(Aim of the exercise) List every line in the material that contains the word "fence", copying each such line in full.

• • • •

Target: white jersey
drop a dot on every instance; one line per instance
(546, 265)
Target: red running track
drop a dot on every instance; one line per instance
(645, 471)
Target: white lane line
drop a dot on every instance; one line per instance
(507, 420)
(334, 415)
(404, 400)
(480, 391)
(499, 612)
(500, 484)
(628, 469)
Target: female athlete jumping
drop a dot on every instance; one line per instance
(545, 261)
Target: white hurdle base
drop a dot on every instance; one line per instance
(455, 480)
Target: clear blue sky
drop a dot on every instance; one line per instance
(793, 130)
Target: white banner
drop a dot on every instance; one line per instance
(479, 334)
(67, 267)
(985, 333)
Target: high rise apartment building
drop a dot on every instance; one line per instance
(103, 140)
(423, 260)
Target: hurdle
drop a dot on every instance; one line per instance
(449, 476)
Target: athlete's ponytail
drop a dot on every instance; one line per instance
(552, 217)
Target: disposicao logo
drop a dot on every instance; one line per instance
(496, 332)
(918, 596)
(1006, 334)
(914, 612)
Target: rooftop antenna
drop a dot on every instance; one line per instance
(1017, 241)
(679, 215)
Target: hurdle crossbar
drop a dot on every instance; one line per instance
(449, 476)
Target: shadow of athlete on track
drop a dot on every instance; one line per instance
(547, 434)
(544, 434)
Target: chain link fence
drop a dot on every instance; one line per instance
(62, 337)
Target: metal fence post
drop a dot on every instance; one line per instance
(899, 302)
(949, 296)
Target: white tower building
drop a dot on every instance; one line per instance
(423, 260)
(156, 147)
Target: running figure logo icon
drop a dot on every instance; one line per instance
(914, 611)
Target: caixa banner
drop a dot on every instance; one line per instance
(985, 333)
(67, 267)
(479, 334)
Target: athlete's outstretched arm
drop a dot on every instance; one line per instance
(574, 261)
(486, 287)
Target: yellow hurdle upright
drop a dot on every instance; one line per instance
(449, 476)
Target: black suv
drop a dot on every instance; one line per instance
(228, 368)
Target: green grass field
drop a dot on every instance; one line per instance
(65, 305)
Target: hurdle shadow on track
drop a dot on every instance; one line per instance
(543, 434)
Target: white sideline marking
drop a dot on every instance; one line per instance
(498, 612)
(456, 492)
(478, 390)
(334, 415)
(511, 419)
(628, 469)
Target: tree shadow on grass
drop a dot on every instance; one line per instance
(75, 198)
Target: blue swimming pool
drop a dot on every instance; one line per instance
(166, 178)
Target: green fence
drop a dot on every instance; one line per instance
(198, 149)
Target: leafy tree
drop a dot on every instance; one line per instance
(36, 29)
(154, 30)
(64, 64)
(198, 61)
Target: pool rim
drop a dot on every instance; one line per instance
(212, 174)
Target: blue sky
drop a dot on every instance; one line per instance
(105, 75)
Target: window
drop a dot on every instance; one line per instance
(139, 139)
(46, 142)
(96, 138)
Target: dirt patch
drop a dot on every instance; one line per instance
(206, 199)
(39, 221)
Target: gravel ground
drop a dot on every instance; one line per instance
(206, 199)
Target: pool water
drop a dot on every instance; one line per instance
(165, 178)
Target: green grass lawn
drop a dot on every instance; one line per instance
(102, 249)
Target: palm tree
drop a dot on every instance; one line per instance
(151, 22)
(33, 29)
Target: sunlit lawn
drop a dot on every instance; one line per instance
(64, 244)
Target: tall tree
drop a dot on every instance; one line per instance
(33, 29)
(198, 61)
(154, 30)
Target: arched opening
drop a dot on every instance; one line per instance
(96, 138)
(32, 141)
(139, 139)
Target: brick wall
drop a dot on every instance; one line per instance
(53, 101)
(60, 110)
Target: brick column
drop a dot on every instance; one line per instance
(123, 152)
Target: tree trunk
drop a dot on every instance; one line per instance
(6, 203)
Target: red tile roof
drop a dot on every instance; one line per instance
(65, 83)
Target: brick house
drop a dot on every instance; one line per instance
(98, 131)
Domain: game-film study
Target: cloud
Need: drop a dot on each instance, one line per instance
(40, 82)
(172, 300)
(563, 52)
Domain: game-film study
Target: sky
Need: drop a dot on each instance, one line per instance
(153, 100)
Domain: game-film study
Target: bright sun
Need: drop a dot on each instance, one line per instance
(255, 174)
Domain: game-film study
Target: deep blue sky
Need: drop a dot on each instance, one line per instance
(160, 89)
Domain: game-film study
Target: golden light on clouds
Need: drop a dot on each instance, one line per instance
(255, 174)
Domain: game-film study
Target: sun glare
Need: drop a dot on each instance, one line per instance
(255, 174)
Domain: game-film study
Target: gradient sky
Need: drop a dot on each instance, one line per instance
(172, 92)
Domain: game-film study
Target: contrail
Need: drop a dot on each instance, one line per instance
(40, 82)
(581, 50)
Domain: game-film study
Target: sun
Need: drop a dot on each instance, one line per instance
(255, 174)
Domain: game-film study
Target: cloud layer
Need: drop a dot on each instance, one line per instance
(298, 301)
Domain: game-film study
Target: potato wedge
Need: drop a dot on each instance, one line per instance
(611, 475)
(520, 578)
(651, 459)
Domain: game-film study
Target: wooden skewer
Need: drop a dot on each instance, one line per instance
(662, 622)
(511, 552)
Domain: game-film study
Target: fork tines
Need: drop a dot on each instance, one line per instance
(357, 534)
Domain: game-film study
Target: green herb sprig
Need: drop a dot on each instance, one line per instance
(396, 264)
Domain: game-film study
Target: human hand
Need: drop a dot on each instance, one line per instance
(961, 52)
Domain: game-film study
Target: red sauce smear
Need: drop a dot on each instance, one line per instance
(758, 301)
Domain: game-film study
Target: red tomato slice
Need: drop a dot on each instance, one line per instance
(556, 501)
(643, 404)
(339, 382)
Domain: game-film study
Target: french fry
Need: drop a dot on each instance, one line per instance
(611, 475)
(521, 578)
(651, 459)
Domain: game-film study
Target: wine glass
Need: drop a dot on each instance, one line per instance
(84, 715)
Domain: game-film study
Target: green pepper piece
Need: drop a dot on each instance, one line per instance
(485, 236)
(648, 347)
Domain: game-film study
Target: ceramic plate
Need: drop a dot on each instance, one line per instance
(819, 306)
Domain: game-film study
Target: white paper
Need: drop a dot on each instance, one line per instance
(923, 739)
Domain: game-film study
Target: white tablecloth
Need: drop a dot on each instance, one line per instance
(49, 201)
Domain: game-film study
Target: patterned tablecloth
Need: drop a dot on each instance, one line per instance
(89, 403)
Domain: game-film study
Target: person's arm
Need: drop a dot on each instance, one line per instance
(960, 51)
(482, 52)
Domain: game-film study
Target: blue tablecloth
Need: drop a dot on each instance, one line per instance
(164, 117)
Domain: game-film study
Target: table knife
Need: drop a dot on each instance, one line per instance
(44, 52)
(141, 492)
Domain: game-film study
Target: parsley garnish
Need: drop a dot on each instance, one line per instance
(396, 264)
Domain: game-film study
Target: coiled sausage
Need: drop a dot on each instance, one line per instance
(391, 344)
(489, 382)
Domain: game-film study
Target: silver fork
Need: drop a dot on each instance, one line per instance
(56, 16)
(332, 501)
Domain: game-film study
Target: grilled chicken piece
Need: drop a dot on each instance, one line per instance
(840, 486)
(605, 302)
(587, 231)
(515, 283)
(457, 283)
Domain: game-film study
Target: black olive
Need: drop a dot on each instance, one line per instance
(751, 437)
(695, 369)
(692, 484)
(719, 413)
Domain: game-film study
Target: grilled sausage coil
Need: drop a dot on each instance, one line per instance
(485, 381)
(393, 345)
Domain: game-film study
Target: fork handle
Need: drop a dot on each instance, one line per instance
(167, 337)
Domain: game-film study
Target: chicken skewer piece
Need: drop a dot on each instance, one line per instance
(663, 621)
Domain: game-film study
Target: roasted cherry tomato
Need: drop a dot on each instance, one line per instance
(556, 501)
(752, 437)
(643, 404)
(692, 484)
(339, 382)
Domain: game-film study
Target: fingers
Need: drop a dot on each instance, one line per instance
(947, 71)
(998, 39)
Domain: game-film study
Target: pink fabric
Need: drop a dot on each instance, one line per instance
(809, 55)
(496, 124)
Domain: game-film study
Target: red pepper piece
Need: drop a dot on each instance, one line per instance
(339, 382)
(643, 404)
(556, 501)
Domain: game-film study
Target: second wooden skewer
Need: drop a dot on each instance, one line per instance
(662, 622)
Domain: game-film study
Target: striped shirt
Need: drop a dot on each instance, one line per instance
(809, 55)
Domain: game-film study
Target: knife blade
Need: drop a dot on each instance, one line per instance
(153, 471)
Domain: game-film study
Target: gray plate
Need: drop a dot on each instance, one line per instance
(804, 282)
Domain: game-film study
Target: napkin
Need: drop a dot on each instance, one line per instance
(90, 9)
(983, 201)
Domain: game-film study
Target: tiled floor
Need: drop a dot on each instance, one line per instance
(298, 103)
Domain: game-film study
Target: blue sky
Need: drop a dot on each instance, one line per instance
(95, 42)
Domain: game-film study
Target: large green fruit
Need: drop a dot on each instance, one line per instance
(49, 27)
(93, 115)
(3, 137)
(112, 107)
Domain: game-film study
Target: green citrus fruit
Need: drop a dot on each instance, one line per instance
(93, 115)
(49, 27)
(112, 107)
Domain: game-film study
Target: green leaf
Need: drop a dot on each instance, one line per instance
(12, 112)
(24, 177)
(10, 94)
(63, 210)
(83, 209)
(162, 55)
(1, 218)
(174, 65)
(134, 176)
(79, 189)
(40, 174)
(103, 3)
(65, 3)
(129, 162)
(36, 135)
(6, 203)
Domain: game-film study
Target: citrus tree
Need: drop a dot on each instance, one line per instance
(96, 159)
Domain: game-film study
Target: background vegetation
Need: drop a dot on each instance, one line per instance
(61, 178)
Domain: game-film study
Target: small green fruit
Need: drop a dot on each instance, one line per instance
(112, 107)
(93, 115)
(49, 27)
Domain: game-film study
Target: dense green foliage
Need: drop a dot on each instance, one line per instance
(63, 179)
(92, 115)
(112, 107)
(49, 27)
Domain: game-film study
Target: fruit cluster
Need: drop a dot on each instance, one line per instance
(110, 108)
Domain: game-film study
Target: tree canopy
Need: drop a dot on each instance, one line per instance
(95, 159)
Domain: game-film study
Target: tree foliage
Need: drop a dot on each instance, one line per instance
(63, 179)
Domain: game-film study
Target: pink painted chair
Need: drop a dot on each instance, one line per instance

• • • •

(Reply to the task)
Target: chain link fence
Target: metal fence post
Target: green fence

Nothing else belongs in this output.